## GIVEN EXERCISE
Update the rows below by replacing "outputting coordinates" with "returning coordinates" wherever it occurs, and keep every other part of each row the same.

Rows of box annotation data
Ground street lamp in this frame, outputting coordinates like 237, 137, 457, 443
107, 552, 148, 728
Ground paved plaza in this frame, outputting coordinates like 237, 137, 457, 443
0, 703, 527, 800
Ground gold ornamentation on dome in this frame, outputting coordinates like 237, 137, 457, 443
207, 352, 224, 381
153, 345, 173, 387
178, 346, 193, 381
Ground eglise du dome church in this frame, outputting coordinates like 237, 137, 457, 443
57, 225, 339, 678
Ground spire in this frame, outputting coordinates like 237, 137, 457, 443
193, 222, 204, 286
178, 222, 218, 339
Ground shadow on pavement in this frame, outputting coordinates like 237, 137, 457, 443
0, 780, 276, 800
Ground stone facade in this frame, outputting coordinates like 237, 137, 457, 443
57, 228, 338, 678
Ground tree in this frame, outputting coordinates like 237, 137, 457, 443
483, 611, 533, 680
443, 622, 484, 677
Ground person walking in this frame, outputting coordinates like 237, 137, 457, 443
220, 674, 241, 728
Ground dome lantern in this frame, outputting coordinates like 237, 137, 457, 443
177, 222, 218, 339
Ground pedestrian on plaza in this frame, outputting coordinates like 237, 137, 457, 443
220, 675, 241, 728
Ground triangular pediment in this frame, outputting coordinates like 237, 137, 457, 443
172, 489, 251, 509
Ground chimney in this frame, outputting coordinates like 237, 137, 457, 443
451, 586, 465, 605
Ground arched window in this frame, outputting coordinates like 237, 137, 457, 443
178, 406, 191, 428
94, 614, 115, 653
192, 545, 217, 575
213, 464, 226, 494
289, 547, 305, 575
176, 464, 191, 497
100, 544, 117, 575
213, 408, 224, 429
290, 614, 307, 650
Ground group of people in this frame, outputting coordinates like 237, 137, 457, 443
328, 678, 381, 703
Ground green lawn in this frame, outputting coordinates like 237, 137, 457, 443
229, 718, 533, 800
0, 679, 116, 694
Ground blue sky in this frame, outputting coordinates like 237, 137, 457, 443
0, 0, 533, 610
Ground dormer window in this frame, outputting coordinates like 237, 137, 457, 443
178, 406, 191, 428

## WRITTEN RESPONSE
Ground street lamp in this frame, returning coordinates like 237, 137, 457, 443
107, 552, 148, 728
Ground paved plaza in this frame, returning coordinates like 237, 137, 457, 443
0, 703, 527, 800
Ground gold ornamentation on dome in this frame, returning coordinates like 237, 137, 457, 443
207, 352, 224, 381
153, 345, 173, 387
178, 346, 193, 381
Ground eglise du dome church in this frame, returning coordinates like 237, 137, 457, 443
57, 225, 339, 678
Ground spire in this frame, returning coordinates like 237, 137, 457, 443
193, 222, 204, 286
178, 222, 218, 339
Ground shadow on pavement in this frame, returning coordinates like 237, 137, 457, 443
0, 780, 276, 800
Ground stone facade in this frame, returning coordinates like 237, 137, 457, 443
57, 228, 338, 678
Ground tree in this frame, returning coordinates like 237, 137, 457, 443
483, 611, 533, 680
443, 622, 484, 677
Ground person walking in this frame, returning coordinates like 237, 137, 457, 443
220, 674, 241, 728
Ground dome lantern in this frame, returning coordinates like 237, 137, 457, 443
177, 222, 218, 339
Ground pedestrian on plaza in this frame, returning coordinates like 237, 137, 457, 443
220, 675, 241, 728
Ground triangular pediment in this frame, returning coordinates like 237, 137, 457, 443
172, 489, 251, 509
Ground chimney in this frame, returning coordinates like 237, 137, 457, 443
451, 586, 465, 605
Ground arched window in this frame, returning coordinates like 237, 137, 457, 443
178, 406, 191, 428
94, 614, 115, 653
192, 545, 217, 575
213, 464, 226, 494
289, 547, 305, 575
176, 464, 191, 497
100, 544, 117, 575
213, 408, 224, 429
290, 614, 307, 650
Ground group of people in this frame, returning coordinates like 237, 137, 457, 443
328, 678, 381, 703
Ground green lawn in this frame, returning coordinates like 237, 137, 457, 443
229, 718, 533, 800
0, 679, 116, 694
Ground blue sky in this frame, returning coordinates like 237, 137, 457, 443
0, 0, 533, 610
Ground dormer window in this frame, returning coordinates like 237, 137, 457, 443
178, 406, 191, 428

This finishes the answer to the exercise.